*** DOCUMENT EXCERPT Section Begins ***

Friday, March 4, 2011

Helping ze little grey cells

So, you have your facts straight, as per my post on factual consistency. Everything is happening in the order you outlined. Characters' hairstyles and eye colours don't shift from scene to scene, and you stick to your description of the flock wallpaper in the Flamingo Drawing Room in the sprawling mansion, right from the opening chapter through to Hercules Parrot's dramatic exposure of the midnight pudding thief.

You've got factual consistency licked.

But then...

Some astute reader points out that the cook couldn't possibly have had time to walk into the village and back in between Uncle Herbert's bathtime and the discovery of the missing cruet set in the middle of the croquet lawn.

And if Aunt Maud really could see the summerhouse from her lawn chair, then she couldn't possibly have also observed the twins duelling by the Fountain of Eternal Mediocrity because of the twelve-foot-high privet hedge in the way.

Because, while you were busy with factual consistency, you got ambushed by it's twisted sidekick...logical consistency!

Outcome - logical consistency

This is all about making sure your facts also abide by the laws of physics, geometry, chronology, human psychology, or whatever laws are relevant to your world and important to the story.

This alone is a huge topic, so I won't try to hit it all at once. This post will concentrate on causality, dependency, and chronology - making sure things happen in a logical order and in a plausible time.

In many stories, this is not a huge problem. Sequences of events happen one after another, and it's pretty clear which needs to go before which. But if you have a complicated plot, where many threads are going on at once, and especially where who knows what is important, then things can get messy real quick.

A picture is worth a thousand words

Think of an Agatha Christie mystery. My head hurt tracking all the movements of people around the boat in "Death on the Nile", and to be honest, even if there was a logical inconsistency there I'd never have spotted it.

I don't know how Agatha Christie plotted those stories, but most people need some kind of tools to help manage webs of intrigue like that, and mostly this involves some kind of visual depiction of relationships.

One of the simplest is a dependency network. This kind of diagram has two simple features: things that happen are shown in boxes or bubbles; important relationships are shown as arrows connecting things that happen.

*** DOCUMENT EXCERPT Section Ends ***
*** EXTRACTED MATERIAL Section Begins ***

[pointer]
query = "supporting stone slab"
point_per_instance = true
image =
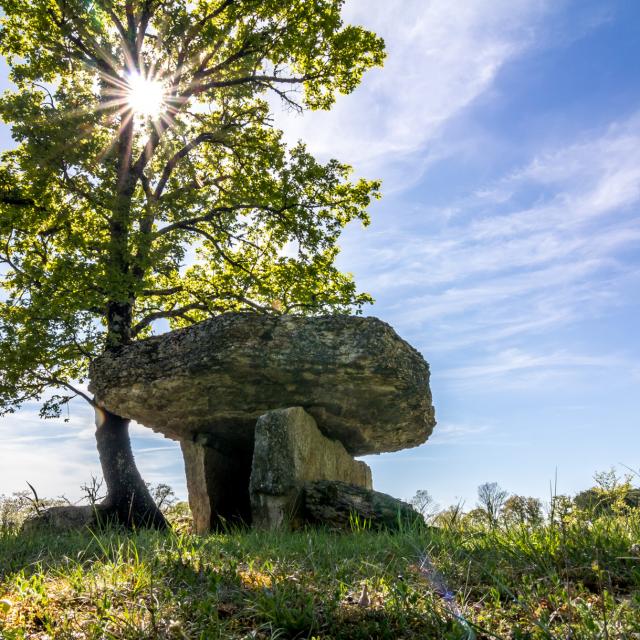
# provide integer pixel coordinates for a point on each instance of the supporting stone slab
(290, 451)
(218, 485)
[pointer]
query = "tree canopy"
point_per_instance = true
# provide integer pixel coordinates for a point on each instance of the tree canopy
(113, 217)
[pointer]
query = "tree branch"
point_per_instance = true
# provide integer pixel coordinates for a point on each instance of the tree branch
(171, 164)
(181, 312)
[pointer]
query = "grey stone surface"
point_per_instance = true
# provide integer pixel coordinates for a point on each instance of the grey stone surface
(290, 451)
(61, 519)
(334, 504)
(363, 384)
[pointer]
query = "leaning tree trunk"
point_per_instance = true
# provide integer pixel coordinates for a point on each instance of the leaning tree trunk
(128, 500)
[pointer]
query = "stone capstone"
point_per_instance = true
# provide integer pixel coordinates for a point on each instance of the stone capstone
(339, 505)
(290, 451)
(209, 383)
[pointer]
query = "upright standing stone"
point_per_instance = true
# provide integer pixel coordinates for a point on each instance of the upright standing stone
(289, 452)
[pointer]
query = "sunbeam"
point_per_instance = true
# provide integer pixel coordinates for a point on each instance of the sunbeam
(145, 96)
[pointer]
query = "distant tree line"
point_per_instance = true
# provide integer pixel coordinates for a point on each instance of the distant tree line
(611, 494)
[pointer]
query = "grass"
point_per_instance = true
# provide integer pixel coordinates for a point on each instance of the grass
(579, 578)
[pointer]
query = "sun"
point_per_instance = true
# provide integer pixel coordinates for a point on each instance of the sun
(145, 96)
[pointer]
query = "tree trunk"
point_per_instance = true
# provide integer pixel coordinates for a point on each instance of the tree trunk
(128, 500)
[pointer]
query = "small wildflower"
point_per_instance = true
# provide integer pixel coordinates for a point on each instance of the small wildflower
(364, 600)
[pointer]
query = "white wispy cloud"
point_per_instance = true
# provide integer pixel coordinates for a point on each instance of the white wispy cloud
(441, 57)
(57, 457)
(539, 248)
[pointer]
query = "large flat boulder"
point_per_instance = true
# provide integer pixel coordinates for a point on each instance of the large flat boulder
(208, 383)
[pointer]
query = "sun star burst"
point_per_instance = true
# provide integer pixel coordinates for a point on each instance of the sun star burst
(145, 96)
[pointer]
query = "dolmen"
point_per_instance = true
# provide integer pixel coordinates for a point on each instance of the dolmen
(270, 410)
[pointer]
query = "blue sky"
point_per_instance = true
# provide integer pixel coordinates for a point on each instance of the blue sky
(506, 247)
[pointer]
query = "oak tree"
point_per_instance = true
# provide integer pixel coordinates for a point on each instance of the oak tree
(147, 183)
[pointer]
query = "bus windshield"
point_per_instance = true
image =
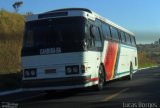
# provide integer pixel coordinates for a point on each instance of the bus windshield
(55, 32)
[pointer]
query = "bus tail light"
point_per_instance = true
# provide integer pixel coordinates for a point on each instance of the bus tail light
(72, 69)
(83, 68)
(30, 73)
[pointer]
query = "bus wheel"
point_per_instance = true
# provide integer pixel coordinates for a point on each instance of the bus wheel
(130, 76)
(101, 79)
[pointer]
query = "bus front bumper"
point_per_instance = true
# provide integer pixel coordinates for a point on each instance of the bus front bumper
(58, 83)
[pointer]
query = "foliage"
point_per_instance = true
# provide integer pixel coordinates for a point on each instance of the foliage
(145, 60)
(17, 5)
(11, 33)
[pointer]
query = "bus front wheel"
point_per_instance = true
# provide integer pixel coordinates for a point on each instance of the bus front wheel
(101, 79)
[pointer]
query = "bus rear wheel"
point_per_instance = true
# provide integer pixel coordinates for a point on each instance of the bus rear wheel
(130, 76)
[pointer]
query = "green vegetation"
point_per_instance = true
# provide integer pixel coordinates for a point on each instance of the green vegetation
(145, 60)
(11, 33)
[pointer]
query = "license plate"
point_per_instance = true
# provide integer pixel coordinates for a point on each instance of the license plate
(50, 71)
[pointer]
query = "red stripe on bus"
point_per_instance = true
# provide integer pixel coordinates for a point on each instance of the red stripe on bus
(110, 59)
(92, 79)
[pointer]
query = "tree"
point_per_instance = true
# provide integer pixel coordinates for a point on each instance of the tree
(17, 5)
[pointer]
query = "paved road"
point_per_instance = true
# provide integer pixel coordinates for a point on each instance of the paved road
(142, 92)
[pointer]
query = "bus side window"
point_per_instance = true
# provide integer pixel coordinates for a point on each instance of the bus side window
(128, 38)
(95, 32)
(106, 31)
(119, 35)
(114, 33)
(123, 37)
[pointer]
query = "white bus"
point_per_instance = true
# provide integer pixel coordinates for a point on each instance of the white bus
(74, 48)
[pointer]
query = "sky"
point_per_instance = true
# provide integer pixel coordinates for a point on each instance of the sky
(142, 17)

*** EXTRACTED MATERIAL Section Ends ***

▶ **QUESTIONS TO ANSWER**
- A) Please output the part of the blog post on logical consistency starting with "This alone is" and going on through "a plausible time.".
- B) Answer these questions from the blog post on logical consistency:
(i) What room has the flock wallpaper?
(ii) Which Agatha Christie mystery is named?
(iii) In a dependency network, what shows the important relationships?

▶ **ANSWERS**
- A)
This alone is a huge topic, so I won't try to hit it all at once. This post will concentrate on causality, dependency, and chronology - making sure things happen in a logical order and in a plausible time.

- B)
(i) The Flamingo Drawing Room
(ii) "Death on the Nile"
(iii) Arrows connecting things that happen